Richard: Absolutely despise. There could not be more hatred in this relationship. The hatred is strong in the beginning, but it grows rapidly as the play progresses. I hate every atom in his body. Taking his hand is like eating cockroaches, you want it dead but touching it is another matter. When he asks for Elizabeths hand in marriage, fury is inevitable.
Kind Edward: He's my husband, and I do as he says but I am not a huge fan of PDA. I love him and am sad that his death is near but at the same time I want for his last thoughts of me to be very high. We have an 'old fashion' marriage. There has never been any loyalty issues, but the fact that Elizabeth isn't his biological daughter [right?] is occasionally an issue. We highly respect each other and know what is right when it comes to moral issues. Rarely do we argue. We are both strong minded people.
Elizabeth: She is my one and only precious daughter whom I love very much. We have a very close relationship since her biological father is not her full time dad. I care for her so much that I send her away to be saved from the future of her siblings. I feel as if she has the hardest childhood because everyone in her family is murdered and she is sent away, therefore I pity her. I think she is a bright young woman and I respect her.
Rivers&Grey: I am very fond of my faction. They have always been loyal. Rivers is the one who stands up and protects me a bit more, but I value Grey's advice.
Derby&Buckingham: Not my favorite people. I think they are a bit mischievous, and they don't deserve all of my respect. They have never done anything to personally offend me, but they are on the wrong side.
Duchess: I've never adored her as a mother in law, but I can tolerate her. I understand somewhat of her pain, but her 'know it all' attitude is not something I find pleasing. I respect her just because she is my husbands mother.
Margaret: I just think she's crazy and probably shouldn't be around. I don't understand why she has stayed, but I do admire her ability to curse her enemies. I seek her help and honestly think she is trying to help me. I do not appreciate the offensive things that she has said and will not forget them. I do act cordial around her because I know she is one of the last women left who could help me.
Lady Anne: I pity so much for her because she is to marry Richard, and I have a connection with her because of her loss and dislike of Richard. I understand that her marriage is mainly political. She is probably one of my closest women friends in the play.
York&Edward: Of course I am a proud mother and wish the best for both of them. I have to guide York more because he is younger, but I don't mind. I care about both of them deeply and their death is my main tragedy.
7. What do I want?
I want Richard gone. Out of my sight. I want my children and husband back. I want my power and honor back. I want my faction back. All of these wants are unattainable [except for the first one], but they greatly affect my character. I do want death to be preventable.
8. What's in my way?
Richard and the way politics and the social world work. The fact that I'm a woman, and in the middle a powerless woman.
9. How will I get it?
I will keep my reputation high and make more friends. I will be strong and try to reverse the power back into my hands.
10. How will I know when I've got it?
When Richard and his faction are dead.
I found today to be very helpful. I have always been terrified of improv because I don't want people to think I'm mentally unstable. My past drama dragon of a teacher always told us to 'ask questions in the scene to keep it moving' but the guy today [I totally forgot his name] told us that would just be like handing it off. It would be more interesting to watch a legit conversation over people just asking and responding to questions. My favorite thing that he said today was "Love is paying attention". Actual relationship love is like that, but also loving another actor and respecting them is very similar. If you're paying attention to them on and off stage, things are not likely to fall apart completely. It is sort of like telling yourself that you have a little control. I like that.

Extracted data:
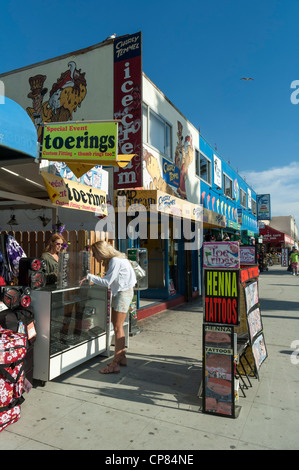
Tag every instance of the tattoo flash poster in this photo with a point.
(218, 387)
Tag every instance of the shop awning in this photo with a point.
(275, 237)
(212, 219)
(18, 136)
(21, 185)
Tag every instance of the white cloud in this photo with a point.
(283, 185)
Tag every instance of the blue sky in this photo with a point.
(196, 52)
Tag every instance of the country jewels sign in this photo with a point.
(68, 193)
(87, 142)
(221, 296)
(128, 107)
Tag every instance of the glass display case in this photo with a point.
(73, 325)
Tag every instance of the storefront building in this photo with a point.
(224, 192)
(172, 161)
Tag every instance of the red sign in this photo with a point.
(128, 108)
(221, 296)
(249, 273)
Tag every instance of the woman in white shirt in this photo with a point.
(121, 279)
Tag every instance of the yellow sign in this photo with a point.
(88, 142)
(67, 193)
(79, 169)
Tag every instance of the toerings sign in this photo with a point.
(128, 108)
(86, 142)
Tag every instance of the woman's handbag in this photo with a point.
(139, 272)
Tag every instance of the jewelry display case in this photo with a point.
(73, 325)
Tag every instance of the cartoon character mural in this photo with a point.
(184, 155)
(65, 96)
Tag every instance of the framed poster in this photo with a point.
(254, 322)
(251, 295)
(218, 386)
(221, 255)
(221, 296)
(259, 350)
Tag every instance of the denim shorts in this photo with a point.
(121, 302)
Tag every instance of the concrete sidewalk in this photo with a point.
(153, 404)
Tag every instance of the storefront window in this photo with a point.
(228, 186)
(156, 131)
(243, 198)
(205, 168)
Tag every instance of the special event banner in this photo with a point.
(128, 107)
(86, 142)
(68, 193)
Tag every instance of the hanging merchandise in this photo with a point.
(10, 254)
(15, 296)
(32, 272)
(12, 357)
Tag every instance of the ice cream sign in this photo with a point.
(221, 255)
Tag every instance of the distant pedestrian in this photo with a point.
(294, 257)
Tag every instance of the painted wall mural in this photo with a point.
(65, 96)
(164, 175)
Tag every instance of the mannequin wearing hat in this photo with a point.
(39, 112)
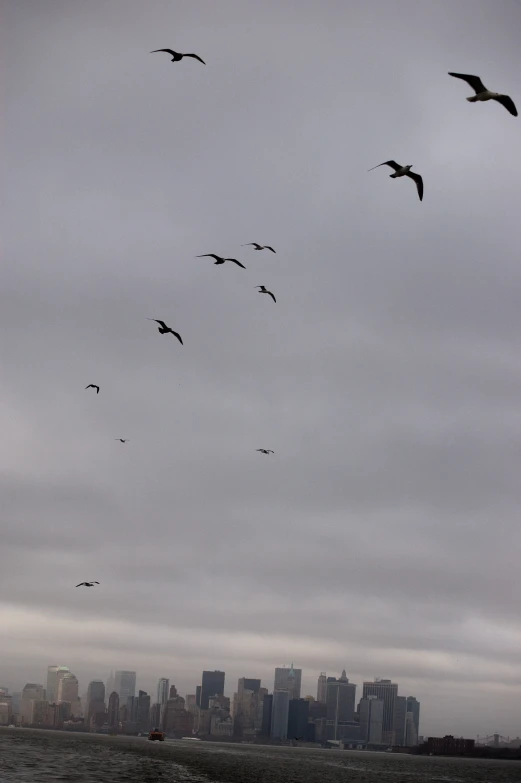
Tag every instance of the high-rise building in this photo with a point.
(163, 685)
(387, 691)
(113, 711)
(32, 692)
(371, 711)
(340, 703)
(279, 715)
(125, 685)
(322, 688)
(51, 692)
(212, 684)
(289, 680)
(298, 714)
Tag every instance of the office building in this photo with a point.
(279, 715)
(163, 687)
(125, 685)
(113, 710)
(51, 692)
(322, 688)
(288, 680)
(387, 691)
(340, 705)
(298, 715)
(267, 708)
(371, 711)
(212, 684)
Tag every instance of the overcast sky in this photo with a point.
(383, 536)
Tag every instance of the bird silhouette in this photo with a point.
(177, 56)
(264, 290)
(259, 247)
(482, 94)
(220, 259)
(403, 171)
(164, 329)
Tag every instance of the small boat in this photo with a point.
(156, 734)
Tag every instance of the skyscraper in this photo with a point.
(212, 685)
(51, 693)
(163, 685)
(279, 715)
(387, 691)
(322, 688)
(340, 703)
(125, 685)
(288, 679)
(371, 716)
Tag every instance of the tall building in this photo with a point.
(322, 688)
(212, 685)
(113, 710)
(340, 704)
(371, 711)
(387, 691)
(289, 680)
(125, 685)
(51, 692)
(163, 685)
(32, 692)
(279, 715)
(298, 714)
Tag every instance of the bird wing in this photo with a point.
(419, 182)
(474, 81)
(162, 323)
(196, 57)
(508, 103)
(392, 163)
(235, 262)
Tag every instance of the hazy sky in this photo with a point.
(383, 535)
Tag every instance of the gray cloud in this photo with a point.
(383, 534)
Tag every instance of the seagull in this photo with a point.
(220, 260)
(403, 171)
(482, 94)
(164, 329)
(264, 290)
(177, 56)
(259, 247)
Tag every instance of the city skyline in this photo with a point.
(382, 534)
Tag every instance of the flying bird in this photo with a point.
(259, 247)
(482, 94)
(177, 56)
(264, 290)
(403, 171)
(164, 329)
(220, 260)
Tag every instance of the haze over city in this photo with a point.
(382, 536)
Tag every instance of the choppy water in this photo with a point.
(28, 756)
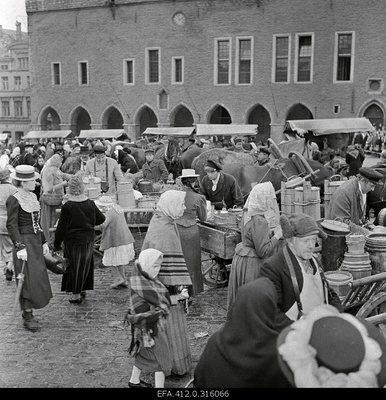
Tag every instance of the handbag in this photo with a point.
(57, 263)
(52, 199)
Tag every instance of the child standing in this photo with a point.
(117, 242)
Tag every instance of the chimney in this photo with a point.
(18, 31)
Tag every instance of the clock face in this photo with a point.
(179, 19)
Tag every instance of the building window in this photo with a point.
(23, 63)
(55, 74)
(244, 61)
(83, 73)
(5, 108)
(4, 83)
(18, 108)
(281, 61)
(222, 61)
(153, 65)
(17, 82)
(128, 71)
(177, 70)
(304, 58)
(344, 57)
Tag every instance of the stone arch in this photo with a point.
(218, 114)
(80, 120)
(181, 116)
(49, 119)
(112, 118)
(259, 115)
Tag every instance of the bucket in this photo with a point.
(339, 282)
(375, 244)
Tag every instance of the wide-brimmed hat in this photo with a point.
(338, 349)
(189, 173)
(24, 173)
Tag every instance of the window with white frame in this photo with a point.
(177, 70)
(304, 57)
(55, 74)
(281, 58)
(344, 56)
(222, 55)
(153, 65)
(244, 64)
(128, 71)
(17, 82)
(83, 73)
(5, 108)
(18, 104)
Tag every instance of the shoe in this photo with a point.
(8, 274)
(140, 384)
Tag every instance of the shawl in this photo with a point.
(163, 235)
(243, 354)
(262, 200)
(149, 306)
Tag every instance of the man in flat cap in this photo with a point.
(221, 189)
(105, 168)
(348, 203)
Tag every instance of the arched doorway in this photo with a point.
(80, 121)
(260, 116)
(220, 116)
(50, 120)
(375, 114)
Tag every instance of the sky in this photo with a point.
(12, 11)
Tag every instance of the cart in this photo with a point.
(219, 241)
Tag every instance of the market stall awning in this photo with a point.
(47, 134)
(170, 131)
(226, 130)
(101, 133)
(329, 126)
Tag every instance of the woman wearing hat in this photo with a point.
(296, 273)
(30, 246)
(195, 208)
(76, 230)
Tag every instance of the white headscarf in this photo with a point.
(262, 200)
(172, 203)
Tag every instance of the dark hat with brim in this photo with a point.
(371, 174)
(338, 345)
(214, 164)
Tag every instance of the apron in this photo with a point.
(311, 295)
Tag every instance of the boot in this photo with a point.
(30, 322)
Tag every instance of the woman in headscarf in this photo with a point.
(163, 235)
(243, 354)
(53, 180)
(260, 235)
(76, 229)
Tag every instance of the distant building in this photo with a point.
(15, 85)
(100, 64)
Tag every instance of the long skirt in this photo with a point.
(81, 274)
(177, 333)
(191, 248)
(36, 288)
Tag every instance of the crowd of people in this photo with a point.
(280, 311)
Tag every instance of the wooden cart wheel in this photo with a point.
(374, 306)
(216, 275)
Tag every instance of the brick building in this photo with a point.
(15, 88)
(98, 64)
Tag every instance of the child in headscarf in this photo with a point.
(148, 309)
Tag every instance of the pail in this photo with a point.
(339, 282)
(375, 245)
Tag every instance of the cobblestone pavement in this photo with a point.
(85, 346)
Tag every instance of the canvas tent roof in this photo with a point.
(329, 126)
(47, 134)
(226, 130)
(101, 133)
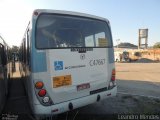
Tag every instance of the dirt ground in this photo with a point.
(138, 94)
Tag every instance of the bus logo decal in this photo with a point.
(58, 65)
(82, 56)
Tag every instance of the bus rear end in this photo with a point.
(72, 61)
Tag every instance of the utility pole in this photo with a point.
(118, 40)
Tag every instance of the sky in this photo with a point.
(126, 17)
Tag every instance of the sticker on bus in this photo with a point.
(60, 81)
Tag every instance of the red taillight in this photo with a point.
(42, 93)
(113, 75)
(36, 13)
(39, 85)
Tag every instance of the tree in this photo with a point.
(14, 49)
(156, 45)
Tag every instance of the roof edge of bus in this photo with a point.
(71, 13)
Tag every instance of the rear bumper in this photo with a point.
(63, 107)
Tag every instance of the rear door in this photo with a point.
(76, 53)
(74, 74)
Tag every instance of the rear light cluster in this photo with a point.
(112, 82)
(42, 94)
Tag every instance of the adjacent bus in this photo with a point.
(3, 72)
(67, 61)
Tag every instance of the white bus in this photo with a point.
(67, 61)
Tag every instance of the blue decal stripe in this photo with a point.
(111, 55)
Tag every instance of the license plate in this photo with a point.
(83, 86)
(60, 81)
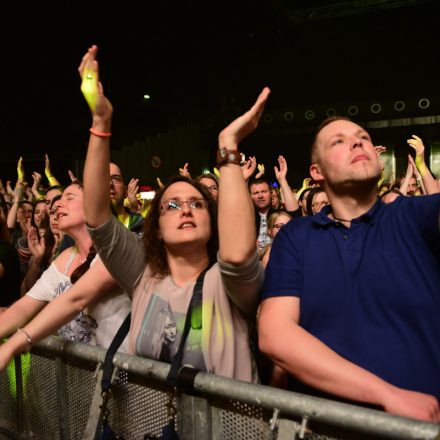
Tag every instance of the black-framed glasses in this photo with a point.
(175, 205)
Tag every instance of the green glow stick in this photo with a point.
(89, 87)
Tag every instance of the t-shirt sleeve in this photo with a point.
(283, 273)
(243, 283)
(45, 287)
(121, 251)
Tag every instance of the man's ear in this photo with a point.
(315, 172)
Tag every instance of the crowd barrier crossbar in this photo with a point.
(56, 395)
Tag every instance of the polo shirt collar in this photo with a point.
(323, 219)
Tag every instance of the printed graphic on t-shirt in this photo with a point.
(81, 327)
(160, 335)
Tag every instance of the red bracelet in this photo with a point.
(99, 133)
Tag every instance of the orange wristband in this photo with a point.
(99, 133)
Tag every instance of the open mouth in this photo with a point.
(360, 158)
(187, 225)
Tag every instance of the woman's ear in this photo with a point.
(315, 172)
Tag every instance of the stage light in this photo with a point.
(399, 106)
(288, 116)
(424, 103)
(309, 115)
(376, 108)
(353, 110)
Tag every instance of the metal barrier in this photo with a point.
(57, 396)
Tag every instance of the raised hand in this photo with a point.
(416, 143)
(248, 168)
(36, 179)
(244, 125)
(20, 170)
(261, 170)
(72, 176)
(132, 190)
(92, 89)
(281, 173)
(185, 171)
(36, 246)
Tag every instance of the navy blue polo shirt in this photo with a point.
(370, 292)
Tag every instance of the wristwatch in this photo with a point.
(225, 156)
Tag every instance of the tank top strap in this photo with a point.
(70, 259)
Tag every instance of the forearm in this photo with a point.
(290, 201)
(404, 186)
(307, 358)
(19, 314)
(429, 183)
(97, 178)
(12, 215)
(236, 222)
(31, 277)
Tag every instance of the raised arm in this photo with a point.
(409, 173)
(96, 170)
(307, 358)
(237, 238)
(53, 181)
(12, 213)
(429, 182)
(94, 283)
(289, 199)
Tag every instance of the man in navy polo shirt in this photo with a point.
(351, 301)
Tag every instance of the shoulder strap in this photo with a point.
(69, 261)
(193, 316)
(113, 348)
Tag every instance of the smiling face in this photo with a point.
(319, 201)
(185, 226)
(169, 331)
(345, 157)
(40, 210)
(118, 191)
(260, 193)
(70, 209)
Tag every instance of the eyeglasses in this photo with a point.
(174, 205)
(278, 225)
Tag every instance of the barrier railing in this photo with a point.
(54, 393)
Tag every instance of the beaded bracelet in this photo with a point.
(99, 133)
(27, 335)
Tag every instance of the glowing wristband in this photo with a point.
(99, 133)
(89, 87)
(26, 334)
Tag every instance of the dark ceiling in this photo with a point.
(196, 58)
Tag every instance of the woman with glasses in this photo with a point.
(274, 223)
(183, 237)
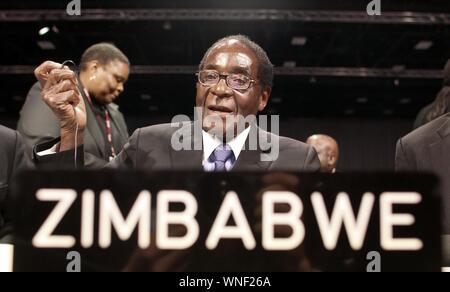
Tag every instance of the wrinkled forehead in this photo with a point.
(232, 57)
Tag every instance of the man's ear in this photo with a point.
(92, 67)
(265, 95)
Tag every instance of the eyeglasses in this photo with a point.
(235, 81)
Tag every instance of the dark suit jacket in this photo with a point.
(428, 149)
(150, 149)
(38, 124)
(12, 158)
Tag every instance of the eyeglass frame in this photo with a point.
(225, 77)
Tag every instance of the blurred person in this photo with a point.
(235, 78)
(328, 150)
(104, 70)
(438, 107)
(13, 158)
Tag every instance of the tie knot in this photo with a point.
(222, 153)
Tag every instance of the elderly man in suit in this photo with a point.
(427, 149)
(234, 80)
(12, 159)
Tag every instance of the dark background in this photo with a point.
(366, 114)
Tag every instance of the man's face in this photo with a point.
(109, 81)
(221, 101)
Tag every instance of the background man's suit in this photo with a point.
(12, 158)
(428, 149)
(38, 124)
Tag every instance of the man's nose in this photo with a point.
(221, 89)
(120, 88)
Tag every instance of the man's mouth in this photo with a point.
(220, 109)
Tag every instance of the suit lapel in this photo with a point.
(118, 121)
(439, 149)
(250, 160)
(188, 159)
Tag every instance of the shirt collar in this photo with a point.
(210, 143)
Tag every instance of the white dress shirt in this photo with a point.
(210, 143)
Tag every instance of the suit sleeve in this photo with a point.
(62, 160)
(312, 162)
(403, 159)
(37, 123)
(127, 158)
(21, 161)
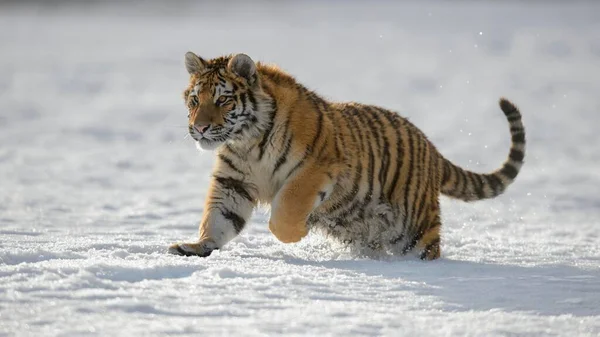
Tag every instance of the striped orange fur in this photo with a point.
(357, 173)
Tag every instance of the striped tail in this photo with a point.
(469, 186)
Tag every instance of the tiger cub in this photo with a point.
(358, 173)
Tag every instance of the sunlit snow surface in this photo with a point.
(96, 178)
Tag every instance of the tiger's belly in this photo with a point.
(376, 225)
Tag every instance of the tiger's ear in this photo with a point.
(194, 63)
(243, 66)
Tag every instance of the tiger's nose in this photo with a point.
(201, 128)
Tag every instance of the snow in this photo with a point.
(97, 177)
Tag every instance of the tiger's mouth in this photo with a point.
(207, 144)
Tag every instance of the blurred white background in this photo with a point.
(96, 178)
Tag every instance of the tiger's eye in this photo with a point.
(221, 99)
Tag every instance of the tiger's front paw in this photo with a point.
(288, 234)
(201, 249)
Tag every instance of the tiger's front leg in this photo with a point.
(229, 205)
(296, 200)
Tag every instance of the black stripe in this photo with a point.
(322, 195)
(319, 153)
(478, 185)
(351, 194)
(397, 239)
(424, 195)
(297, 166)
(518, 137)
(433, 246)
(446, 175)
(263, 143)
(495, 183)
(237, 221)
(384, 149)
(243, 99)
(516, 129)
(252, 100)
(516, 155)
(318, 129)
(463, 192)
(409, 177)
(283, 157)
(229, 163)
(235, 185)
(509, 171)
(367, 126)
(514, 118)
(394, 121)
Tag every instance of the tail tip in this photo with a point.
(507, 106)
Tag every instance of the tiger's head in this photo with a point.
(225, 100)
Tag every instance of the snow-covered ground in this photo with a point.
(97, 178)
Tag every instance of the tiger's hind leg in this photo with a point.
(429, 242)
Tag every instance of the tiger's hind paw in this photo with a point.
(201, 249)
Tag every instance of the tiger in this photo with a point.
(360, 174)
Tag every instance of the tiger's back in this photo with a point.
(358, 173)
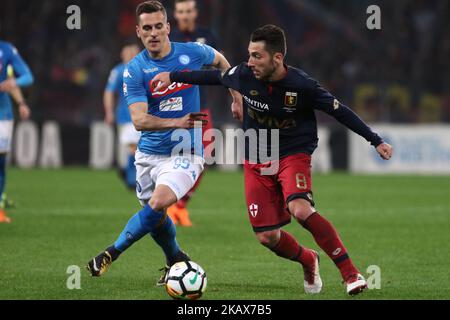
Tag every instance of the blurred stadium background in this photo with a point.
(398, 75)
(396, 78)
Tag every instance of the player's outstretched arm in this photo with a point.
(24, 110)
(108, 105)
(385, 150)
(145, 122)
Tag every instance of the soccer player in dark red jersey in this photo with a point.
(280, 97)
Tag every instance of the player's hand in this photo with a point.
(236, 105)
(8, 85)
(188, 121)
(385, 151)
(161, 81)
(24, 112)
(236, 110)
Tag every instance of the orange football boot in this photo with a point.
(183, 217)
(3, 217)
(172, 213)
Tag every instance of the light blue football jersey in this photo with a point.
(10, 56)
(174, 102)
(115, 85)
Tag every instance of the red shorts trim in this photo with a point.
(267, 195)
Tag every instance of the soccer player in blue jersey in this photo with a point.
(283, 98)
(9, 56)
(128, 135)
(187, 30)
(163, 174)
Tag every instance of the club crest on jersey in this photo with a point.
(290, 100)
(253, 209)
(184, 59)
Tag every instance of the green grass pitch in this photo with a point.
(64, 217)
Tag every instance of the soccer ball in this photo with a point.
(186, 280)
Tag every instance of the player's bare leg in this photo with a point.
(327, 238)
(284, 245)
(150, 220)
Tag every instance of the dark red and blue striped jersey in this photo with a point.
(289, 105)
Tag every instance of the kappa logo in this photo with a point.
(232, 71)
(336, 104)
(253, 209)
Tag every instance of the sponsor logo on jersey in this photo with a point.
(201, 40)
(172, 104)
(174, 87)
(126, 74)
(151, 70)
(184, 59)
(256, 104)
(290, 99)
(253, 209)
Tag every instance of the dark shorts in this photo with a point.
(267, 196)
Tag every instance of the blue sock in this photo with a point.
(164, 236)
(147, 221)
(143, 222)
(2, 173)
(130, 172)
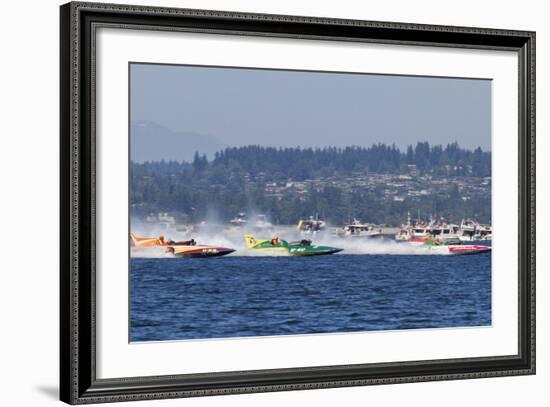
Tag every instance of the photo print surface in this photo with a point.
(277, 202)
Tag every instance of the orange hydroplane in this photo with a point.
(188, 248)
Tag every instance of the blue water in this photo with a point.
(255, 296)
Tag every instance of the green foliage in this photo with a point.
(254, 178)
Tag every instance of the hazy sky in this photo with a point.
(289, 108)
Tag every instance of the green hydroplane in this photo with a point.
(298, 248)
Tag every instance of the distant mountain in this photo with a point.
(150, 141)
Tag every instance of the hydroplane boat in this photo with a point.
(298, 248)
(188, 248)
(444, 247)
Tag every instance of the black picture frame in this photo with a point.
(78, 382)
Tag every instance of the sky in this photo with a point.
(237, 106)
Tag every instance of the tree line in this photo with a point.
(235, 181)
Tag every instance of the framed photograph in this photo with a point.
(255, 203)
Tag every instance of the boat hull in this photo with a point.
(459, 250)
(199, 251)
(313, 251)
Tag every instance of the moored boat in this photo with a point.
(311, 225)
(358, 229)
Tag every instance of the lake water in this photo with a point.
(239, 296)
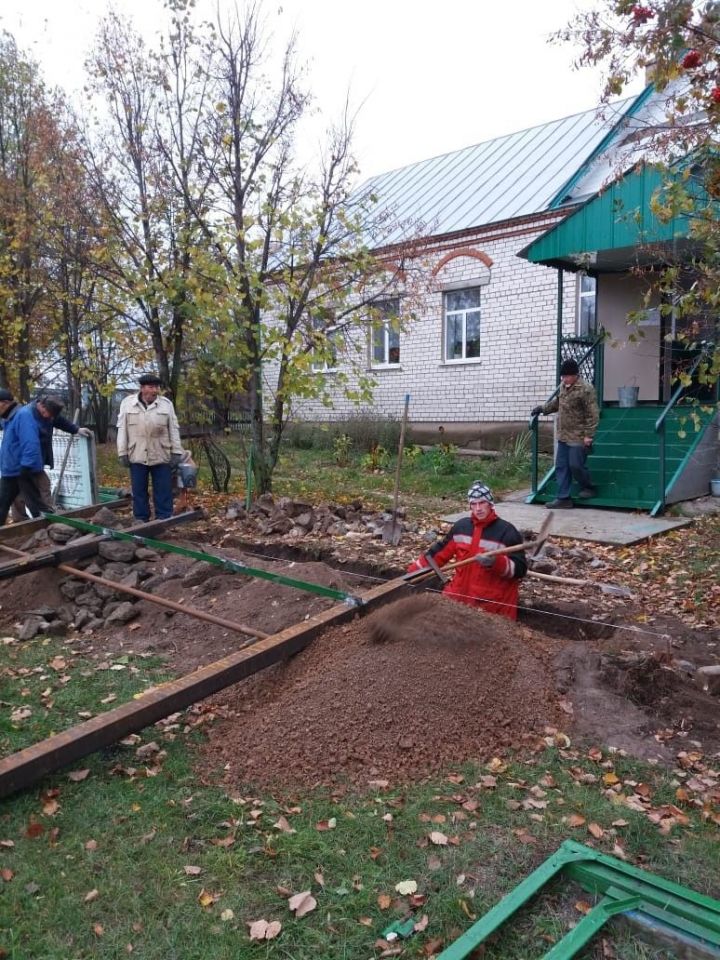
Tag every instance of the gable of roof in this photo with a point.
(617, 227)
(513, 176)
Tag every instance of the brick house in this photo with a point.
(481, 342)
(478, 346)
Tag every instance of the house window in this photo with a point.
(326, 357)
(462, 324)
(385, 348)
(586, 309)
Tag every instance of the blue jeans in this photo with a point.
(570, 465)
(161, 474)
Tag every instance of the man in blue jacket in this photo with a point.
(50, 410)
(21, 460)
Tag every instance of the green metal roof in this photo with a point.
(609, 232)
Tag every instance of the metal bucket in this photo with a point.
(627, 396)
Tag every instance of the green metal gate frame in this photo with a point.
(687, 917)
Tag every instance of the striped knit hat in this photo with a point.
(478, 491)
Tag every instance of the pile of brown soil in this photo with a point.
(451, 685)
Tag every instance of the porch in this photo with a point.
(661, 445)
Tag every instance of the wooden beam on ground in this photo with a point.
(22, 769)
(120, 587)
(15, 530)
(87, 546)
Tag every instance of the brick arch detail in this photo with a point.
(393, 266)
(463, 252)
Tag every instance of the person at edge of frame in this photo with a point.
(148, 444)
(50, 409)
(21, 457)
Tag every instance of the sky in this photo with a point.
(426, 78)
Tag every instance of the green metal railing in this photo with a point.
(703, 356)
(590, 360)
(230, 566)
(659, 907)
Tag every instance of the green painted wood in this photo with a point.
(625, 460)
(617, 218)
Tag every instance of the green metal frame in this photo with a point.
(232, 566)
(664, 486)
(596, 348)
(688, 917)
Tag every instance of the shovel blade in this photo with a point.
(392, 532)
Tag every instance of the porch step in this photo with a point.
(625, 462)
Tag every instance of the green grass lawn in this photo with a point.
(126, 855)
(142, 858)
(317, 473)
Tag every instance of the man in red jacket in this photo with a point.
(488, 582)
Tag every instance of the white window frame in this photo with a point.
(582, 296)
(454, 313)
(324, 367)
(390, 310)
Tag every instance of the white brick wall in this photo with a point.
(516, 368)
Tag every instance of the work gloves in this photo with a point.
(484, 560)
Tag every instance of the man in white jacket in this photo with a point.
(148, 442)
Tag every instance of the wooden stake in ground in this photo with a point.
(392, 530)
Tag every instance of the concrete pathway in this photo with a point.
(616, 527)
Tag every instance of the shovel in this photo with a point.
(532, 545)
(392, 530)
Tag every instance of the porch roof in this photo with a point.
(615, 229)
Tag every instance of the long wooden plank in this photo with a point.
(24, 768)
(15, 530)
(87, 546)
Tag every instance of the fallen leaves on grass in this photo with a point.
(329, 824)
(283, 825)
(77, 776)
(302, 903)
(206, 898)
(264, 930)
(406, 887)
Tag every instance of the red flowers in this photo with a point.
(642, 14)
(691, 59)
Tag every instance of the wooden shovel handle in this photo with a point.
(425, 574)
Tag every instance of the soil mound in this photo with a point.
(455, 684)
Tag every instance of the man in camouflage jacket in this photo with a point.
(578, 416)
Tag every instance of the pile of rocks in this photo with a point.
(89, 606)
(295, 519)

What the exercise asks:
Do these statements agree with the character notes above? For each, answer yes or no and quote the deciding words from the notes. 1. The speaker sends Elizabeth away to save her from what happens to her siblings. 2. Derby and Buckingham have personally offended the speaker. 3. The speaker values Rivers's advice more than Grey's.

Output of the task:
1. Yes: "I send her away to be saved from the future of her siblings."
2. No: "They have never done anything to personally offend me"
3. No: "Rivers is the one who stands up and protects me a bit more, but I value Grey's advice."